■ Instructions to follow ■
Reproduce the following material verbatim, line for line.

■ Raw records ■
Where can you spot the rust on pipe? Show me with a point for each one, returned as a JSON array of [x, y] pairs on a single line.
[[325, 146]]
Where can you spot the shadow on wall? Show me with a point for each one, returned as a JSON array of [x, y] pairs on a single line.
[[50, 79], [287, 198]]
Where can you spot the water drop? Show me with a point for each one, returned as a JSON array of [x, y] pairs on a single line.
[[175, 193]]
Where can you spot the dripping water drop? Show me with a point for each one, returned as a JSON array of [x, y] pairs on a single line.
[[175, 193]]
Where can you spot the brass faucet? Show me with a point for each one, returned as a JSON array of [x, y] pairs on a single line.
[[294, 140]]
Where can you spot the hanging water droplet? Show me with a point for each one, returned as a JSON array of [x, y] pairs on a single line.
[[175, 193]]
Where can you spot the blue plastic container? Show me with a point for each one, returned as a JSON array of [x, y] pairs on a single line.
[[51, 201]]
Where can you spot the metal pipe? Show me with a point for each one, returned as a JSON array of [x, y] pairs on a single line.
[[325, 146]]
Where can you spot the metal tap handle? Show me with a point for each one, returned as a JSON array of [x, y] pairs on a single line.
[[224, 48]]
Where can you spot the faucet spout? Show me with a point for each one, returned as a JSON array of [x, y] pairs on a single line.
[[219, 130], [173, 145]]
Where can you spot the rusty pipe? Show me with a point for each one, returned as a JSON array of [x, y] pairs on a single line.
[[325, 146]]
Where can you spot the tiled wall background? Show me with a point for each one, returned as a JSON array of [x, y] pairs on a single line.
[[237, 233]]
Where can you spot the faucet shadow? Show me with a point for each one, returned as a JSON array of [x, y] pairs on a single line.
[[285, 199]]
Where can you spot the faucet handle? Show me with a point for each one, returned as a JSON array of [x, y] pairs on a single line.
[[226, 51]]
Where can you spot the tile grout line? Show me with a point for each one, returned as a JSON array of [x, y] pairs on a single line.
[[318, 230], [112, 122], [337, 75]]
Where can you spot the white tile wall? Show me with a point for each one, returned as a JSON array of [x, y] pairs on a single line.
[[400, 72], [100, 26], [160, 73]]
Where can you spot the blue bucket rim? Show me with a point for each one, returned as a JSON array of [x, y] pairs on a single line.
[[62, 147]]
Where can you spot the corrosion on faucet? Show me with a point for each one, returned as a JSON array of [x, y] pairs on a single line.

■ Written solution ■
Where can you spot the rust on pipe? Show me with a point for each one, returned as a JSON array of [x, y] pairs on a single line.
[[325, 146]]
Where can you spot the shadow on wall? Show me with a point for each one, returned as a JSON array of [x, y] pairs on a single line.
[[50, 79], [287, 198]]
Where can you spot the water drop? Show me with a point for each one, returned as a JSON array of [x, y] pairs on a single line.
[[175, 193]]
Where can you spot the dripping water drop? Show me with a point for each one, returned as a JSON array of [x, y] pairs on a single line.
[[175, 193]]
Where can you spot the brass faucet? Show me with a point for each one, returned as a JSON array of [x, y] pairs on a single line.
[[294, 140]]
Where can you spot the hanging water droplet? Show me with a point for each one, returned as a JSON array of [x, y] pairs on a single line.
[[175, 193]]
Where can you spot the blue plastic container? Show me with a point for each one, returned as a JSON array of [x, y] pairs on a single line.
[[51, 201]]
Where can you spot the metal pipe? Show me with a point for each one, returned as a JSON array of [x, y] pairs on a single line.
[[325, 146]]
Where can you spot the metal tap handle? Show me with a point for each one, returned as a JSON array of [x, y] pairs on a single line.
[[224, 48]]
Where can you spot the faucet spout? Show me with a point for each one, returned as a JSON array of [x, y] pairs on a single line.
[[219, 130], [173, 145]]
Where can you spot the rusty pipe? Show me with a point for each one, returned as a JSON array of [x, y] pairs on a single line.
[[325, 146]]
Where can you spot the tiled wall background? Show me with a point for each one, returned as a JSON array of [x, y] pairs on a single line.
[[237, 233]]
Where can you spot the faucet shadow? Show me with a point for each one, returned as a JSON array of [x, y] pairs on a single line.
[[285, 199]]
Where can you spot the faucet handle? Show me with a point for each one, returned as a JSON array of [x, y] pairs on a single line.
[[226, 51]]
Where can you spot the tile grout line? Show me with a point for each one, returned as a JSON array of [x, y] pairs on a single line.
[[318, 230], [112, 122], [337, 75]]
Where can you spot the white tile wall? Show me with a point for each one, returned as a JSON array of [x, y] pairs on a single line.
[[400, 72], [100, 26], [160, 73]]
Where can you spot the blue bucket rim? Show me with a point for each one, returned as a JSON array of [x, y] pairs on a single line.
[[62, 147]]
Where can you spot the corrosion on faucet? Show me with a point for each one, returned as a JSON array of [x, y] pairs on a single line.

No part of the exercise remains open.